In the legal industry, in order for a document to be admissible in court it must be in a format that cannot be altered without leaving an electronic trail.
There are multiple options when it comes to formatting a file that is unalterable (TIFF, JPEG, or GIF), but they don’t leave an electronic trail. You can scan and save print documents to these formats and save born digital documents to these formats as well. However there is one option that is the most economical and the most practical – PDF.
To put it simply, as an electronic document that is read only and that will leave an electronic trail if altered, PDF meets the needs for legal admissibility in court.
There are a few reasons why converting documents to a PDF format (especially in the legal field) is a good, and often the best, option.
Document security is imperative when sharing information over a network or over the Internet. With PDF, you can implement password security at the document level so that no one can view the document without entering the password – so your legal firm won’t have to fear an unauthorized user viewing documents sent in emails.
If that password is breached, necessary actions are easy to take because recipients are able to see who has access to the information.

### PROBLEM A
Summarize the passage on using PDF for legal documents in two sentences.
### PROBLEM B
Continue the passage on using PDF for legal documents from its last sentence.

### SOURCE INFORMATION
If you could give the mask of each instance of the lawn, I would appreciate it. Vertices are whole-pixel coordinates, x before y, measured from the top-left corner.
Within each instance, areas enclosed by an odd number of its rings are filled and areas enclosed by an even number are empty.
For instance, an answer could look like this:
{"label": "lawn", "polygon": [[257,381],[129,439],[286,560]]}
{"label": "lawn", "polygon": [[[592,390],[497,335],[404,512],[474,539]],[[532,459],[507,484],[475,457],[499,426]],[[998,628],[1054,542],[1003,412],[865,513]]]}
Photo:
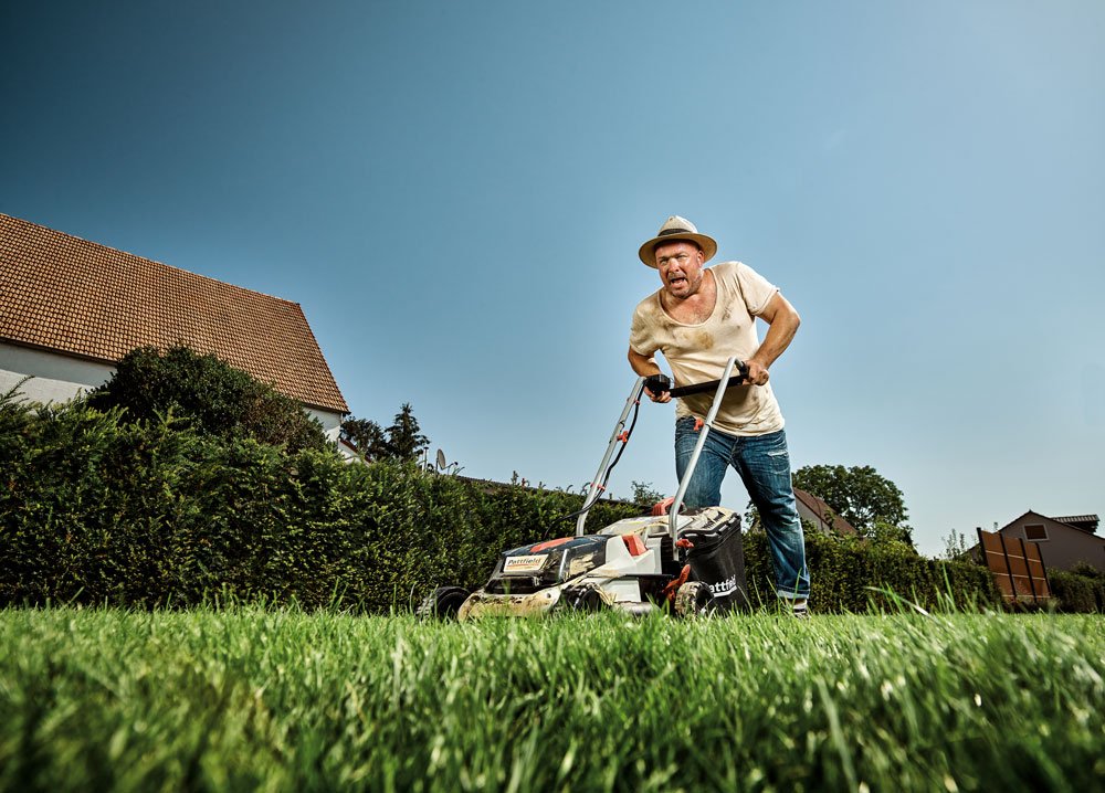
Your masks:
{"label": "lawn", "polygon": [[1099,615],[0,612],[0,789],[1101,790]]}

### TASK OUTPUT A
For a document to be admissible in court, it must be in a format that cannot be altered without leaving an electronic trail, and PDF meets this need as a read-only format while also being the most economical and practical option. PDF also allows password security at the document level, and if that password is breached, recipients can see who has access to the information.

### TASK OUTPUT B
PDF was designed to create documents that can be shared and accepted across multiple computer platforms – the representation of the document is independent of the operating system, applications software, and hardware. What does that mean exactly? It means, whether you’re on a PC or a Mac, your PDF file will always appear the same way; making sharing important information quickly and securely simple (and making your day a lot less hectic).
PDFs can convert to paper documents, and vice-versa. Because PDFs can convert to paper documents (and vice-versa), PDF files serve easily as electronic paper. So, over time you can expect to see a lot more PDF files and a lot less paper files. And since online file cases can be sent via email in a PDF format, the inconvenience of faxing, mailing, shipping, or couriering is also eliminated.
Decrease File Size
With PDF you can decrease the file size and/or merge files (like spreadsheets, presentations, etc.) into a single file all while keeping the same quality. So you won’t lose the quality of a file when it’s converted to PDF.
With Adobe Acrobat (and a host of other PDF software suites) you have the ability to interact with the document. You can add hyperlinks, rich media, audio, text, and many other optional features to your file, which allows colleagues to add notes or comments to a legal file as they’re being shared or studied more simply and conveniently.
No more wasting time skimming a file or searching to find a specific section in a file.
With a quick search, you can easily find what you are looking for in a PDF – you can even link sections to their appropriate pages in the file by organizing the document with a table of contents.
An office isn’t always your “office” – especially in a technology charged world – and having information available no matter where you are is growing increasingly important (and necessary). Adobe Reader allows you or anyone else the ability to access and view the files they need on any device, anywhere, anytime.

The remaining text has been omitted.